■ **Stated goal**
Render every entry below as a two-column CSV with the headers instruction and points. Give one row per entry, with its text and its answer each in a single quoted field and any line breaks turned into spaces.

■ **Data**

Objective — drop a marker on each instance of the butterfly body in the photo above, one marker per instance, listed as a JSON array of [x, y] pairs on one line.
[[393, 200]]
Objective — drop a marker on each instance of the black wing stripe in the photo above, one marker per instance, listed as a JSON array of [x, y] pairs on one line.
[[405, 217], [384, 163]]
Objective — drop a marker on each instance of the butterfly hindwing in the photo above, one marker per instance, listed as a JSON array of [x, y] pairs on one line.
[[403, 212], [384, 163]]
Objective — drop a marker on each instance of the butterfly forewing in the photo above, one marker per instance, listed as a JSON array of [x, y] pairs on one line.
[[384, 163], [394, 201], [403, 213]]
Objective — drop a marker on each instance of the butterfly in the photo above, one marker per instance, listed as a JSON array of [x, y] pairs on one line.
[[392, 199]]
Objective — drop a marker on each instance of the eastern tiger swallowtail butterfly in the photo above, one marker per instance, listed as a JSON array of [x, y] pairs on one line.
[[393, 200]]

■ **Task result**
instruction,points
"Objective — drop a marker on each instance of the butterfly body in the photo above, one marker per instance, listed as a JSON array of [x, y] pairs on one line.","[[393, 200]]"
"Objective — drop a marker on each instance of the black wing stripe in the photo above, one marker per instance, listed as a JSON array of [x, y] pairs on one line.","[[405, 217], [384, 163]]"
"Objective — drop a marker on each instance of the butterfly hindwing in the photo above, one marker per instance, listed as a JSON array of [x, y] pairs on one line.","[[403, 212], [384, 163]]"
"Objective — drop a marker on each instance of the butterfly forewing in the photo above, one marker per instance, listed as a JSON array of [x, y] pairs on one line.","[[384, 163], [394, 201], [403, 213]]"
"Objective — drop a marker on each instance of the butterfly in the photo above, one marker per instance, listed as a JSON array of [x, y] pairs on one line.","[[392, 199]]"
"Objective — drop a marker on each instance of the eastern tiger swallowtail butterfly in the photo above, one marker per instance, listed as a JSON array of [x, y] pairs on one line.","[[393, 200]]"